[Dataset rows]
* * *

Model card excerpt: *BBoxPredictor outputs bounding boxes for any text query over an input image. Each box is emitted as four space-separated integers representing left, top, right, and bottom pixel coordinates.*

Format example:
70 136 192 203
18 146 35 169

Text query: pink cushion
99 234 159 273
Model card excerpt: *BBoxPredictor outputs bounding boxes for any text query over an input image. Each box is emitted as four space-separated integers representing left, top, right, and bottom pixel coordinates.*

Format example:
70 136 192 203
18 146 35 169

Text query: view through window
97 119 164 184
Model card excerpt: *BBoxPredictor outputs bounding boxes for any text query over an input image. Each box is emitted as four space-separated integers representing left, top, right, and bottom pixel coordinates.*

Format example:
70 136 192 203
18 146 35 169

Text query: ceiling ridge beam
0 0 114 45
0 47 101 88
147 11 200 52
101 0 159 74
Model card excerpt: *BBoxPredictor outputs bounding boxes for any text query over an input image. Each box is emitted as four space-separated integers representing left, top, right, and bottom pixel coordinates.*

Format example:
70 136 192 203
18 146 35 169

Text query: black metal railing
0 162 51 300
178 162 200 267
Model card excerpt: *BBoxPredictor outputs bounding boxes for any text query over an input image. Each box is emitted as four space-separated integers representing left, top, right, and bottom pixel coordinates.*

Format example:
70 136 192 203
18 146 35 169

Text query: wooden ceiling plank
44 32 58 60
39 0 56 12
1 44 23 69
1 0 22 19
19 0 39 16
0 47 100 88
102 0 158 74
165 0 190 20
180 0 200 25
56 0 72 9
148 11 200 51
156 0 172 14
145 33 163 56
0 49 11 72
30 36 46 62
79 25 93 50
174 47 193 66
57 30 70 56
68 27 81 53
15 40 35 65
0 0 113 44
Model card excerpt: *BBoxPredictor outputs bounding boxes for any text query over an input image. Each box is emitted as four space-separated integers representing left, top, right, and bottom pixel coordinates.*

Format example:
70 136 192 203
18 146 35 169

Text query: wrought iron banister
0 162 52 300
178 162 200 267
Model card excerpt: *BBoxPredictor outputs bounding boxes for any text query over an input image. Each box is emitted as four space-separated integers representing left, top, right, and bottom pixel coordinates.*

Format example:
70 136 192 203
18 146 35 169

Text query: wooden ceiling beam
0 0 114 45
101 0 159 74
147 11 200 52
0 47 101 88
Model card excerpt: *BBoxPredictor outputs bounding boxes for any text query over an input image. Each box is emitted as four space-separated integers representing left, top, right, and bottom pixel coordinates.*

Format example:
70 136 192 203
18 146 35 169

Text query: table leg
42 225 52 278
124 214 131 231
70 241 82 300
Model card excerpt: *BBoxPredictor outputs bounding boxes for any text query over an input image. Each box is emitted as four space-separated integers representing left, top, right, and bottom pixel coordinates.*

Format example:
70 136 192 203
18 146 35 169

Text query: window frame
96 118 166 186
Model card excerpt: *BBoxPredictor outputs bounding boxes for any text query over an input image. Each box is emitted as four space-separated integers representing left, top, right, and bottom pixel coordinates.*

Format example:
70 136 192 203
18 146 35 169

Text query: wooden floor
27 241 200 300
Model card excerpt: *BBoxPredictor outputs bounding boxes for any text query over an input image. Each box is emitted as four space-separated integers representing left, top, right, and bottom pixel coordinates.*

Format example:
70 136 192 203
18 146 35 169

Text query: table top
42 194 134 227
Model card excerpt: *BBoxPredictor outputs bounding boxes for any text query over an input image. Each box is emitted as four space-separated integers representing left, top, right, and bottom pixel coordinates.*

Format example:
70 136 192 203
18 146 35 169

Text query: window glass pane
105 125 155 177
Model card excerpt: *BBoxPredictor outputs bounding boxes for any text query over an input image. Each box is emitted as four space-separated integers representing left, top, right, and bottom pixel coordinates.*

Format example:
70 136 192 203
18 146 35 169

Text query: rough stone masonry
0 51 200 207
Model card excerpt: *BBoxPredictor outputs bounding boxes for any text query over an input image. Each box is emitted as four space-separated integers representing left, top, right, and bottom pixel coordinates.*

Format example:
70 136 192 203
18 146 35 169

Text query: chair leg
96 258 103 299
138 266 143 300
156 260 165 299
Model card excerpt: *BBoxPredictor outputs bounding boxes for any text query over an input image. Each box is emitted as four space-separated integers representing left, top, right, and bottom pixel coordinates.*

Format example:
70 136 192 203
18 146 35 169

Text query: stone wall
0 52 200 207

* * *

- [Required task] Can you rewrite the listing above so that each "BBoxPredictor" becomes "BoxLocator" and everything else stays the same?

- [Completed task]
Model card excerpt: *BoxLocator outputs bounding boxes for any text query over an input image. Each box is emitted as four space-separated integers representing left, top, right, and bottom pixel coordinates.*

Format example:
70 136 192 203
18 146 35 169

Text query: pink cushion
99 234 159 273
Model card excerpt: *BoxLocator outputs bounding boxes for any text query over an input image. Each box is emitted as four space-separated integers representing left, top, right, and bottom pixel coordinates.*

Format example:
70 136 192 203
18 146 35 169

Text query: view through window
97 119 164 184
Model card excerpt: *BoxLocator outputs bounding boxes for any text query over an input image. Each box is emitted as four space-separated integers representing left, top, right, and bottom pixel coordinates.*

Format example:
70 136 192 203
18 146 35 169

Text query: ceiling ridge beam
0 0 114 45
0 47 101 88
147 11 200 52
101 0 159 74
Model card excerpt: *BoxLocator outputs bounding boxes for any text query over an input image. Each box is emitted as four space-separated integers representing left, top, right, and bottom pixel coordinates.*

Format example:
70 136 192 203
18 146 35 169

Text query: black metal railing
0 162 51 300
178 162 200 267
Model card excerpt: *BoxLocator outputs bounding boxes for any text query over an input image. Each box is emitted as four space-separated integers representing left, top, right, and bottom pixel coordinates.*

Format example:
70 136 192 203
18 146 35 169

Text query: wooden ceiling plank
44 32 58 60
39 0 56 12
1 44 23 69
1 0 22 19
19 0 39 16
0 47 100 88
102 0 158 74
165 0 190 20
180 0 200 25
56 0 72 9
148 11 200 51
156 0 172 14
145 33 163 56
0 49 11 72
30 36 46 62
79 25 93 50
174 47 193 66
57 30 70 56
68 27 81 53
15 40 35 65
0 0 113 44
Model card excerpt: *BoxLocator outputs bounding boxes for any text query over an input image. Each box is emitted as four space-separated integers representing left, top, right, and bottom pixel coordinates.*

Format example:
70 136 192 203
18 146 35 169

Text query: wrought iron banister
0 162 52 300
178 162 200 267
Model card excerpt: *BoxLocator outputs bounding boxes for any text query over an input image. Each box is emitted as four space-separated integers representing left, top, right, and bottom pixel coordinates.*

Format example:
70 136 192 203
18 146 35 169

Text query: wooden ceiling beam
0 0 114 45
101 0 159 74
147 11 200 52
0 47 101 88
Model card excerpt: *BoxLocator outputs bounding boxes for any text query over an input image. Each box is emitted as four space-separated integers representing left, top, right, and bottom pixel coordinates.*

Format example:
70 136 192 203
18 146 35 169

Text query: table leg
42 225 52 278
124 214 131 231
70 241 82 300
Model card excerpt: *BoxLocator outputs bounding boxes for any text query over an input image. Each box is emitted as four space-separated integers representing left, top, right, and bottom pixel coordinates.*

Format example:
70 136 192 203
18 146 35 169

Text query: window frame
96 118 166 186
Model card excerpt: *BoxLocator outputs bounding boxes for any text query over an input image. Each box is emitted as four space-separated integers representing left, top, right, and bottom pixel coordinates.*

Format example:
70 136 192 203
18 146 35 169

Text query: wooden floor
27 241 200 300
Model card excerpt: *BoxLocator outputs bounding boxes for any text query over an input image. Each box is emitted as four space-separated integers representing left, top, right, and bottom pixel coordinates.*

Format example:
70 136 192 203
18 146 35 169

Text query: table top
42 194 134 227
Model card excerpt: *BoxLocator outputs bounding boxes for any text query over an input image. Each box is emitted as four space-separated integers representing left, top, right, and bottom pixel coordinates.*

Format example:
70 136 192 203
18 146 35 169

Text query: window glass pane
105 125 155 177
Model card excerpt: *BoxLocator outputs bounding boxes for any text query over an input image. Each box is emitted as four space-separated integers representing left, top, right, and bottom pixel coordinates.*

Format example:
70 136 192 203
18 146 35 169

Text query: rough stone masonry
0 51 200 207
Model card excerpt: *BoxLocator outputs bounding boxes for any text query over an input image. Each box is emitted as four space-separated integers representing left, top, right, and bottom pixel coordinates.*

Format example:
70 136 192 203
18 146 35 169

Text query: chair leg
96 258 103 299
138 266 143 300
156 260 165 299
Model card excerpt: *BoxLocator outputs bounding boxes for any text query over an input image. Each box is emitted as four space-separated integers representing left, top, right, and bottom pixel coordinates.*

Format example:
70 136 192 203
18 146 35 169

Text query: stone wall
0 52 200 207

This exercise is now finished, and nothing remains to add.